→ STATED TASK A
Which lines of the listing below contain the string "tiled"? Copy each of those lines, and treat uppercase and lowercase as different.

→ DOCUMENT TEXT
━━━━━━━━━━━━━━━━━━━━━━━━━━━━━━
27 Mar 2026
Brisbane Catholic Education (BCE) is strengthening its long‑standing commitment to instructional leadership, recognising the critical role school leaders play in directly influencing teaching practice and student learning outcomes.
Three BCE leaders recently completed the Masters of Instructional Leadership with The University of Melbourne, a two-year commitment.
These leaders include BCE Senior Leader Cluster 6, Chris Thomas, St Kevin’s Catholic Primary School Benowa Principal, Leigh Mirto and All Saints’ School Boonah Principal, Robert Campbell.
Chris Thomas said instructional leadership was best understood as a model of leadership, rather than a program or initiative.
“Instructional leadership sits alongside other leadership approaches such as adaptive, transformational and relational leadership,” Chris said.
“However, at its core, it is about leaders deeply understanding what is happening in classrooms, such as how teachers are instructing, how students are learning, and how we can collectively improve practice.”
Instructional leadership reframes leadership as relational and learning‑focused.
“Leaders don’t need to have all the answers. What matters is that they stand alongside teachers as co‑learners.”
Connecting leadership to classroom learning
St Kevin’s Benowa Principal Leigh Mirto said the Masters of Instructional Leadership challenged him to be "more deliberate about how leadership decisions connect directly to classroom practice and student learning”.
“Through the course, I was required to interrogate evidence, analyse teaching practice, and align improvement priorities to what actually happens in classrooms,” he said.
“That discipline has sharpened my instructional focus as a principal.”
Leigh said the biggest benefit was the way learning translated immediately into his leadership practice at St Kevin’s.
“From strengthening professional learning communities, to refining feedback and coaching conversations, and ensuring our Explicit Improvement Agenda is genuinely instructional rather than aspirational,” he said.
━━━━━━━━━━━━━━━━━━━━━━━━━━━━━━
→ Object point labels
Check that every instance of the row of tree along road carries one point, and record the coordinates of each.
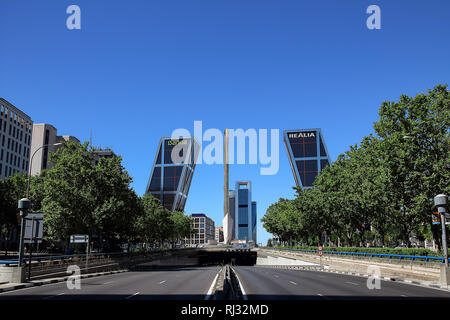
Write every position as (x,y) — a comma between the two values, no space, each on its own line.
(381,191)
(79,197)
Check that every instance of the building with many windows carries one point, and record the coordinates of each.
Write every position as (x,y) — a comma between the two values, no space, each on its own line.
(204,230)
(242,212)
(43,139)
(307,153)
(219,234)
(106,153)
(15,140)
(172,171)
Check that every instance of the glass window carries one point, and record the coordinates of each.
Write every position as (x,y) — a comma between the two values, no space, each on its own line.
(168,200)
(172,176)
(155,184)
(303,144)
(323,163)
(243,233)
(308,171)
(158,159)
(243,215)
(322,148)
(168,147)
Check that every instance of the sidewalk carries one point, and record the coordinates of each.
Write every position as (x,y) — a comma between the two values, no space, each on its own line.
(416,275)
(15,286)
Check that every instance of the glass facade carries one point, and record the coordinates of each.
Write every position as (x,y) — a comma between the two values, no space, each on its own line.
(307,154)
(244,213)
(172,171)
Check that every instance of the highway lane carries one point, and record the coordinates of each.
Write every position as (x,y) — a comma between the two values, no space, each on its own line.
(183,283)
(274,284)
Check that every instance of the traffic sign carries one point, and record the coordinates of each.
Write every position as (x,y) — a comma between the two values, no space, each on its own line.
(436,218)
(33,228)
(79,238)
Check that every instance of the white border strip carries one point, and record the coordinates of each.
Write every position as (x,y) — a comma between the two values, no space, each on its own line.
(213,284)
(244,294)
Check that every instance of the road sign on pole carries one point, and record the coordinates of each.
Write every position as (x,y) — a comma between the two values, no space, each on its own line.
(79,238)
(82,238)
(33,228)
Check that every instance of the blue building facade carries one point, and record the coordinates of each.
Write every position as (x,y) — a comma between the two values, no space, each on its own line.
(172,171)
(307,153)
(245,214)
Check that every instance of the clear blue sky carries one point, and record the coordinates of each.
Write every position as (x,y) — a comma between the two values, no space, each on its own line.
(139,69)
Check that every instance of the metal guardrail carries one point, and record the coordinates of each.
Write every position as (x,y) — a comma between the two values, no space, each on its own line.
(82,255)
(376,255)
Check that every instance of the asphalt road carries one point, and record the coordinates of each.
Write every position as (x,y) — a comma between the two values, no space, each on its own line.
(185,283)
(275,284)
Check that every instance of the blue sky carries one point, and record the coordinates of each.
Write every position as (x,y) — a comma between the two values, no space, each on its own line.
(139,69)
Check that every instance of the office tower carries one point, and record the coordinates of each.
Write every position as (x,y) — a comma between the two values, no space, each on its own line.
(15,140)
(307,153)
(204,230)
(44,137)
(244,213)
(172,171)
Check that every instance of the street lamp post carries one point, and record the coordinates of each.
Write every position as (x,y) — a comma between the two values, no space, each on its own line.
(24,205)
(441,202)
(31,164)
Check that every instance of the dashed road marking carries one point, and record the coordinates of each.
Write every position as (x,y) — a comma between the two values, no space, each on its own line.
(129,297)
(46,298)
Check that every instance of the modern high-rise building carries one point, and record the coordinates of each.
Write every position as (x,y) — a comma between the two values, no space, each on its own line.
(43,139)
(219,234)
(307,153)
(172,171)
(103,153)
(204,230)
(242,212)
(15,140)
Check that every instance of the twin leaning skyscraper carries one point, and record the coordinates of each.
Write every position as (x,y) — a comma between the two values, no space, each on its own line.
(170,180)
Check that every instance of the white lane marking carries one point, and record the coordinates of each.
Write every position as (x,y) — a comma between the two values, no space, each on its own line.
(213,284)
(129,297)
(244,295)
(46,298)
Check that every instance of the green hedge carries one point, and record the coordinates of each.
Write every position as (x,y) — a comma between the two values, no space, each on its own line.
(401,251)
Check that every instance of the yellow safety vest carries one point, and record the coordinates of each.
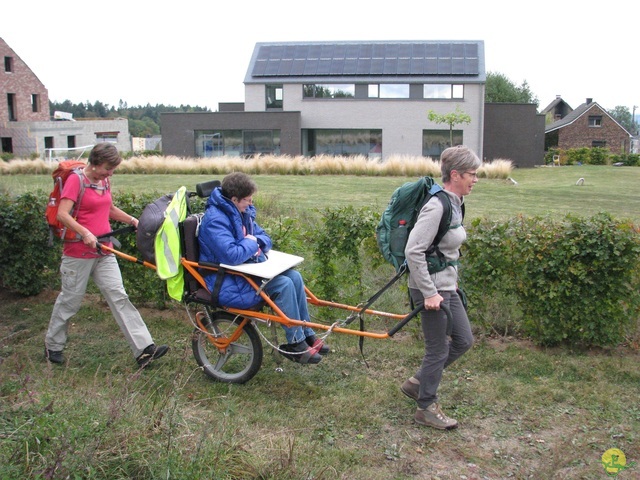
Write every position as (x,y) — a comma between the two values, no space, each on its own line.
(167,245)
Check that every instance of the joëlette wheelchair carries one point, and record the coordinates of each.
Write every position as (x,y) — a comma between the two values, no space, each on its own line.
(226,342)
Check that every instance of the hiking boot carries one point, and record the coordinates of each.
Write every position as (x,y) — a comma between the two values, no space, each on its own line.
(317,345)
(53,356)
(300,353)
(410,389)
(433,416)
(151,353)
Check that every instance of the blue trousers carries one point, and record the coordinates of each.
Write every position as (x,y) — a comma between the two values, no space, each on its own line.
(287,292)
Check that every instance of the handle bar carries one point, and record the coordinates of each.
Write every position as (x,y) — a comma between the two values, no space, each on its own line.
(417,310)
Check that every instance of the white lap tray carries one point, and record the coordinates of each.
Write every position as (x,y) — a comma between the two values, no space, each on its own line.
(276,263)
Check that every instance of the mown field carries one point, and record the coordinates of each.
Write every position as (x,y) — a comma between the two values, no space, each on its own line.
(525,412)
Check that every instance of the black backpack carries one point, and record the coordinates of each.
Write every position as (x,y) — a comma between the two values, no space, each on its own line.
(149,222)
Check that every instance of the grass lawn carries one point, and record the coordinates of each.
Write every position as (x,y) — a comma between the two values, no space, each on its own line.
(524,412)
(539,190)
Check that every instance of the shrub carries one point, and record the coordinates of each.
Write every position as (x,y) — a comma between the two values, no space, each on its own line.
(27,264)
(576,280)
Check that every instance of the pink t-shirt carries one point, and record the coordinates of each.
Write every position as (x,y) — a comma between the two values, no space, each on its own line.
(93,214)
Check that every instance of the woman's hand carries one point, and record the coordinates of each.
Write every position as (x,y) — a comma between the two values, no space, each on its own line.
(433,303)
(90,240)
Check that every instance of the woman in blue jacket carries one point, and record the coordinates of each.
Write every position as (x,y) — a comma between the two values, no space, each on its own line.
(229,234)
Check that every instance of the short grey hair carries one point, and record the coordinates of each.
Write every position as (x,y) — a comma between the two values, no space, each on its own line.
(459,158)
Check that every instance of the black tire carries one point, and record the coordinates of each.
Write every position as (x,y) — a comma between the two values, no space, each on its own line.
(243,358)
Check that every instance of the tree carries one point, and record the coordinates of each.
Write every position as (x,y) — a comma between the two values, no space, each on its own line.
(500,89)
(623,116)
(451,119)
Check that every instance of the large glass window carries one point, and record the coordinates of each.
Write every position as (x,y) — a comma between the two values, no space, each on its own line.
(275,95)
(329,90)
(434,142)
(235,143)
(443,91)
(394,90)
(343,142)
(595,120)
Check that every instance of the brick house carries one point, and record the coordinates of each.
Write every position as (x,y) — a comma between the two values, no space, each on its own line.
(26,126)
(589,125)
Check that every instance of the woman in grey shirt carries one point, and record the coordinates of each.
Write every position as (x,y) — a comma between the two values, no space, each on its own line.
(459,167)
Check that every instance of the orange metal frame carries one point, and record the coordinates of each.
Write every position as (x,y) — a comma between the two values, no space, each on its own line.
(277,315)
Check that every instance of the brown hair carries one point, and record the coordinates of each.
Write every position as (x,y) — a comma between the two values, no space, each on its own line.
(105,153)
(239,185)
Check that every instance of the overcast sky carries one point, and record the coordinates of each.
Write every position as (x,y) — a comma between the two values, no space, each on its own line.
(197,52)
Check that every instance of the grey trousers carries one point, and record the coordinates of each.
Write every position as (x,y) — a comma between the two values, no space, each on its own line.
(106,275)
(440,350)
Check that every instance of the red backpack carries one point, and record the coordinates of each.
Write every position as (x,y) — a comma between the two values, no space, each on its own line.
(60,175)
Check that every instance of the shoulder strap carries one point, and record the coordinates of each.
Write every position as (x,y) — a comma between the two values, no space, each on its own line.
(445,221)
(76,206)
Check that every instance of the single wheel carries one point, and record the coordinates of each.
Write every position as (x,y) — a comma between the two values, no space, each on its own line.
(240,361)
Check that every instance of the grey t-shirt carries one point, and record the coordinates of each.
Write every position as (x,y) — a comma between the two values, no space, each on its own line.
(422,235)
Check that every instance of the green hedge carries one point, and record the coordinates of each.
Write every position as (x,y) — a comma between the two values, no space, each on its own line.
(574,280)
(564,280)
(591,156)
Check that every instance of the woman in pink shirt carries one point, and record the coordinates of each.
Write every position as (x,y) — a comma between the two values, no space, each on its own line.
(81,259)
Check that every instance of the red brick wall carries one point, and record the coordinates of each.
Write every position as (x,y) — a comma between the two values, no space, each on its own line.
(23,83)
(579,134)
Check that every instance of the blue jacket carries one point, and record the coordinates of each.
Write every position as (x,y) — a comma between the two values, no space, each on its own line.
(222,240)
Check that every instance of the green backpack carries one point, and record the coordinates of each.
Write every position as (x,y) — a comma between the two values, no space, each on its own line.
(401,214)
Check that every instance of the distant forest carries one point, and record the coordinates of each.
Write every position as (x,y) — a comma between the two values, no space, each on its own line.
(144,121)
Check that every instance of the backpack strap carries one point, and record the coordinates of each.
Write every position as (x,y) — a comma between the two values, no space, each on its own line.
(445,221)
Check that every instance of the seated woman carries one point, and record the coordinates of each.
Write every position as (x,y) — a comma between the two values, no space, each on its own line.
(229,234)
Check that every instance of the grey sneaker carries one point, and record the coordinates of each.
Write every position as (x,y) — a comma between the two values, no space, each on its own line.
(54,356)
(410,389)
(434,417)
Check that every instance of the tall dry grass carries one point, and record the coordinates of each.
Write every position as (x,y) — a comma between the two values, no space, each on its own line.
(396,165)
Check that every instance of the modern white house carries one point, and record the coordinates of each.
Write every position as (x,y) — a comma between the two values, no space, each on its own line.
(343,98)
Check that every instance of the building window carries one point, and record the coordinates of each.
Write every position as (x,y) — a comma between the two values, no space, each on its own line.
(107,137)
(7,145)
(274,96)
(342,142)
(392,90)
(389,90)
(444,91)
(11,107)
(434,142)
(595,120)
(235,143)
(329,90)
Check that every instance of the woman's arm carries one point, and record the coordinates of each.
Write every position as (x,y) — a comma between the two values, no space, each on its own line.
(121,216)
(64,216)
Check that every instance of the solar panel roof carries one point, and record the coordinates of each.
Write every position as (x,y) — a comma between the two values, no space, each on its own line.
(327,59)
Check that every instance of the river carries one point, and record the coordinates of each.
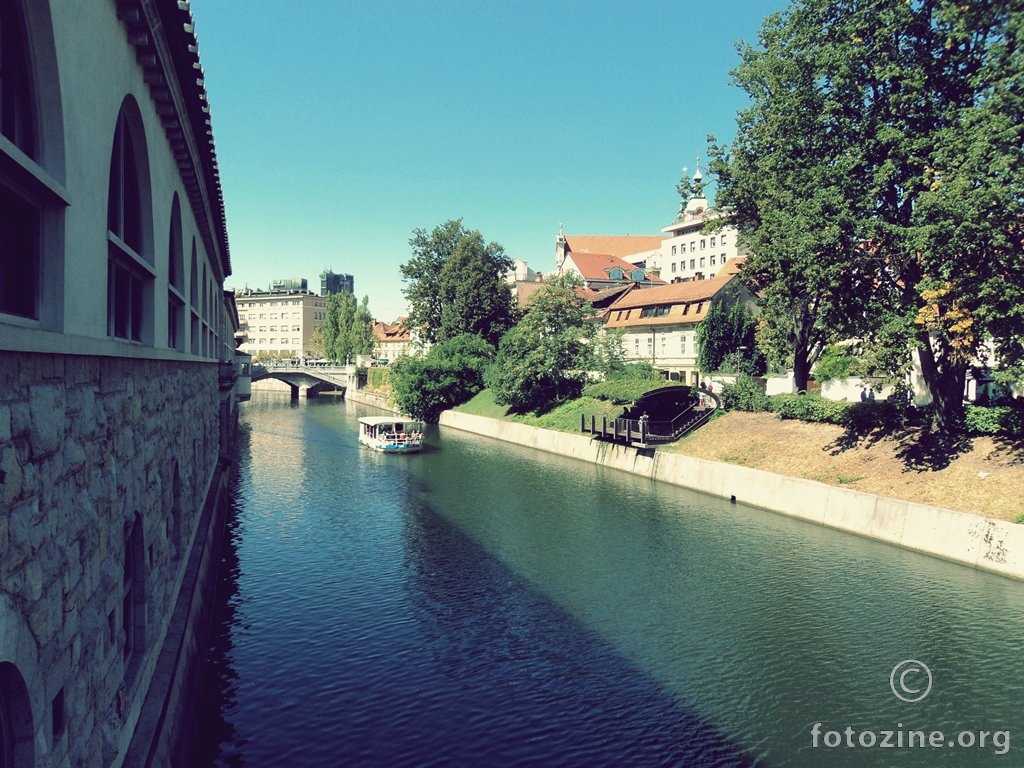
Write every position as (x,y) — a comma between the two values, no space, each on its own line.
(486,604)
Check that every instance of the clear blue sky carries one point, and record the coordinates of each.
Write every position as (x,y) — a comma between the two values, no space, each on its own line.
(343,125)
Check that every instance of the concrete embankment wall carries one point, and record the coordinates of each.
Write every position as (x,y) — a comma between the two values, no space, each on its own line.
(985,544)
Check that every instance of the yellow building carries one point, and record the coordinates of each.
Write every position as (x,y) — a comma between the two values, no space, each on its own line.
(281,325)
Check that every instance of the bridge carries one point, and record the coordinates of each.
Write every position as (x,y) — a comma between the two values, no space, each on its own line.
(659,416)
(313,378)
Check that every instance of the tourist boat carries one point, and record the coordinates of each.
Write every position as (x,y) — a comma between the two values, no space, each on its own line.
(390,434)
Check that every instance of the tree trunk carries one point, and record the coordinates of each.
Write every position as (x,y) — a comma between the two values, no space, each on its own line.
(801,351)
(944,380)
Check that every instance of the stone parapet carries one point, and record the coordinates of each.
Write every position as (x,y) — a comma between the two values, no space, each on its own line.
(104,466)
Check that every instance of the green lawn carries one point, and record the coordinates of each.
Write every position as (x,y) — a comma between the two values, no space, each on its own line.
(565,418)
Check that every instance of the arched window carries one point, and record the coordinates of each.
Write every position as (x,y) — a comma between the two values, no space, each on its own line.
(130,272)
(17,120)
(194,300)
(16,741)
(175,282)
(133,593)
(19,219)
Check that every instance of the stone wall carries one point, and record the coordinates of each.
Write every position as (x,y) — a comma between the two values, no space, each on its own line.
(104,467)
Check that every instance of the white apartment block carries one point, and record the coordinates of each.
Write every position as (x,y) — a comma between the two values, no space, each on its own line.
(280,325)
(687,252)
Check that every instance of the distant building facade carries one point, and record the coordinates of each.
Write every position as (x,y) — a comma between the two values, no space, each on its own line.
(117,374)
(687,252)
(606,261)
(658,325)
(280,324)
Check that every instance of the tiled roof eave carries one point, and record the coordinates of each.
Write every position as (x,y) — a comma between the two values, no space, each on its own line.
(163,34)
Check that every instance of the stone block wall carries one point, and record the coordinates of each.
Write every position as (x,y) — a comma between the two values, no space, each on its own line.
(104,467)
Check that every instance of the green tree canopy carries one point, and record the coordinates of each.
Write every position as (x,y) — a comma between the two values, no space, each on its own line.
(545,357)
(726,336)
(456,284)
(475,297)
(449,375)
(877,176)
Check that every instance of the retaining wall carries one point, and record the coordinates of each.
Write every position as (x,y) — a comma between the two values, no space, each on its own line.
(996,546)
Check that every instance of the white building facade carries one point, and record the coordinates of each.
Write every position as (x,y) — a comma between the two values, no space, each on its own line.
(280,325)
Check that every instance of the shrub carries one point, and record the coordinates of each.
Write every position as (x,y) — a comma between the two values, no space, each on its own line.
(809,408)
(1006,420)
(745,394)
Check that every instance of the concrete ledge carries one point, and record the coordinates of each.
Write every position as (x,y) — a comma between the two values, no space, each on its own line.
(982,543)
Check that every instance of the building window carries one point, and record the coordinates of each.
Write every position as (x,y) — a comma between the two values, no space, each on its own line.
(18,256)
(129,276)
(175,281)
(19,219)
(133,593)
(17,122)
(654,311)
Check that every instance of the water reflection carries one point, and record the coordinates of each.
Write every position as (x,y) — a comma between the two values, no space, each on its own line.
(485,604)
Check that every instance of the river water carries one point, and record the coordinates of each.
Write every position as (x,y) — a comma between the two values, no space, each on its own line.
(482,604)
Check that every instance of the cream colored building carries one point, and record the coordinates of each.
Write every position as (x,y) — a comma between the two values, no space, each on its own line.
(689,253)
(280,325)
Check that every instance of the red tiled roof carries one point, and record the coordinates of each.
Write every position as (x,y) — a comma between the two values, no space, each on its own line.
(687,302)
(613,245)
(596,266)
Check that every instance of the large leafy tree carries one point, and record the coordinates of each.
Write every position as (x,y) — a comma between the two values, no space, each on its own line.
(348,327)
(906,154)
(726,336)
(544,358)
(787,182)
(456,284)
(449,375)
(475,297)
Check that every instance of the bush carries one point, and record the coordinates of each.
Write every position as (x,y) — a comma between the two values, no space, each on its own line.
(809,408)
(626,385)
(1006,420)
(745,394)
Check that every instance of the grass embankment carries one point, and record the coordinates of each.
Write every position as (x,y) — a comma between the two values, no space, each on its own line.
(983,475)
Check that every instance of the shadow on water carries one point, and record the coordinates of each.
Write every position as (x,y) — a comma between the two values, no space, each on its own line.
(485,671)
(504,677)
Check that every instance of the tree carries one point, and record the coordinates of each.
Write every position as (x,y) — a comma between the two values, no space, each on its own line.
(360,334)
(348,327)
(726,336)
(456,284)
(787,181)
(475,297)
(894,132)
(544,358)
(449,375)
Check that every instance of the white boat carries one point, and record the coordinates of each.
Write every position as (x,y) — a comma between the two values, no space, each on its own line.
(391,434)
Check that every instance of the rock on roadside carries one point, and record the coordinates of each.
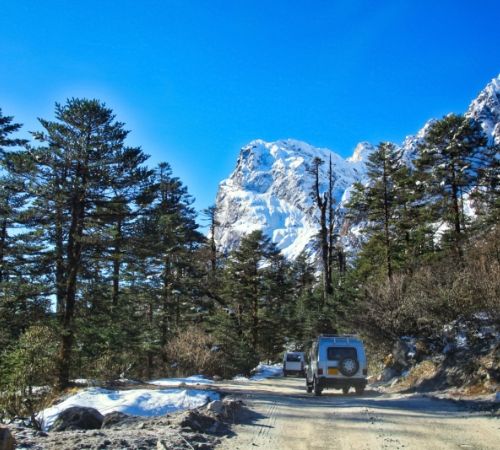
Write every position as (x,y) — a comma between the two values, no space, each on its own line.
(78,418)
(7,441)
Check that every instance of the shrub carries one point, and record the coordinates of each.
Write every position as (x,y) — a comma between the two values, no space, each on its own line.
(192,351)
(27,373)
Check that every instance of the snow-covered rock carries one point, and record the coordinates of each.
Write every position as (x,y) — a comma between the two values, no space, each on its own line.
(270,188)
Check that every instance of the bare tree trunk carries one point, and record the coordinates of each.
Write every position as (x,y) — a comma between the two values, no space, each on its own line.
(386,222)
(3,243)
(117,263)
(74,257)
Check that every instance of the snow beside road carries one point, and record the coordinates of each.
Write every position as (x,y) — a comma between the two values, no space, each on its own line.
(136,402)
(263,371)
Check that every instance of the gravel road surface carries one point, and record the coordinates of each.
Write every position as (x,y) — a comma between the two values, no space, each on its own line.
(283,416)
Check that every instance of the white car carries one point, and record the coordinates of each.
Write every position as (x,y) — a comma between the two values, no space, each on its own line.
(293,362)
(338,362)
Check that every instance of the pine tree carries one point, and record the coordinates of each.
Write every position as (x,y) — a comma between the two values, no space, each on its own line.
(448,160)
(378,203)
(78,171)
(24,299)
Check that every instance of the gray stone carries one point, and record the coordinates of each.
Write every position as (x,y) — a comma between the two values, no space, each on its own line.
(78,418)
(216,407)
(7,441)
(116,419)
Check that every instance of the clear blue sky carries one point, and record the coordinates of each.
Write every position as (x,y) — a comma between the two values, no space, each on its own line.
(195,80)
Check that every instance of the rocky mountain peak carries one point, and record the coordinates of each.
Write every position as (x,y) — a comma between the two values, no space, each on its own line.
(270,188)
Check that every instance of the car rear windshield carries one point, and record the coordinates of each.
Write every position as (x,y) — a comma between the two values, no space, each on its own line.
(338,353)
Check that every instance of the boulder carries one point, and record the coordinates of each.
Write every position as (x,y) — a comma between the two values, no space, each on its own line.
(117,419)
(78,418)
(197,421)
(217,407)
(7,441)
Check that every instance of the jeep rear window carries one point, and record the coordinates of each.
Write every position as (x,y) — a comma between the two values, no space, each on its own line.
(338,353)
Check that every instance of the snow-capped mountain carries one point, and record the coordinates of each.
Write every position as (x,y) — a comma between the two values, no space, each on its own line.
(270,188)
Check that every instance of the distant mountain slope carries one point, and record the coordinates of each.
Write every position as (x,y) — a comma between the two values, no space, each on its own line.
(271,184)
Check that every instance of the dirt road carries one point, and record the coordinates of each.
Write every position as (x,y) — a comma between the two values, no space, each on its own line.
(284,417)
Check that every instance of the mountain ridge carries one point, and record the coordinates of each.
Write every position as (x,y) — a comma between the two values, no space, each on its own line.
(271,184)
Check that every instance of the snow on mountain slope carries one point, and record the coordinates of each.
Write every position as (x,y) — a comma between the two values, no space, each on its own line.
(270,188)
(486,109)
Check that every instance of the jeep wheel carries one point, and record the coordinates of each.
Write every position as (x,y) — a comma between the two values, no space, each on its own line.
(348,366)
(316,388)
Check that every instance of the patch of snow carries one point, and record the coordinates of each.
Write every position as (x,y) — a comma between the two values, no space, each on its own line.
(172,382)
(137,402)
(263,371)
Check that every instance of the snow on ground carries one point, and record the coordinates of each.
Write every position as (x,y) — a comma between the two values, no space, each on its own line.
(195,379)
(136,402)
(263,371)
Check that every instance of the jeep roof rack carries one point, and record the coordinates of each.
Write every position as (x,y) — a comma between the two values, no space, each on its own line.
(338,335)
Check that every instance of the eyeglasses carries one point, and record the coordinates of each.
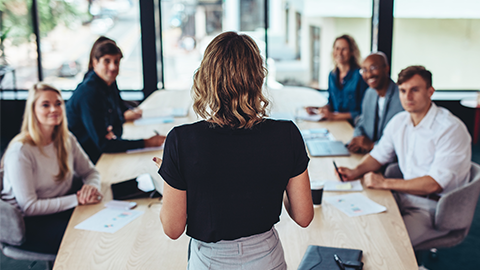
━━━━━━━━━━━━━━━━━━━━━━━━━━━━━━
→ STATED TASK B
Answer these questions about the article on instructional leadership above:
(i) Which university offered the Masters of Instructional Leadership that the three leaders completed?
(ii) Which school does Robert Campbell lead as principal?
(iii) Which three leadership approaches does Chris Thomas say instructional leadership sits alongside?

→ CORRECT ANSWER A
Check that every instance of the tiled roof eave carries one point, and record the coordinates of each.
Check that every instance of the red tiled roof carries one point, and record the coordinates of each.

→ CORRECT ANSWER B
(i) The University of Melbourne
(ii) All Saints' School Boonah
(iii) Adaptive, transformational and relational leadership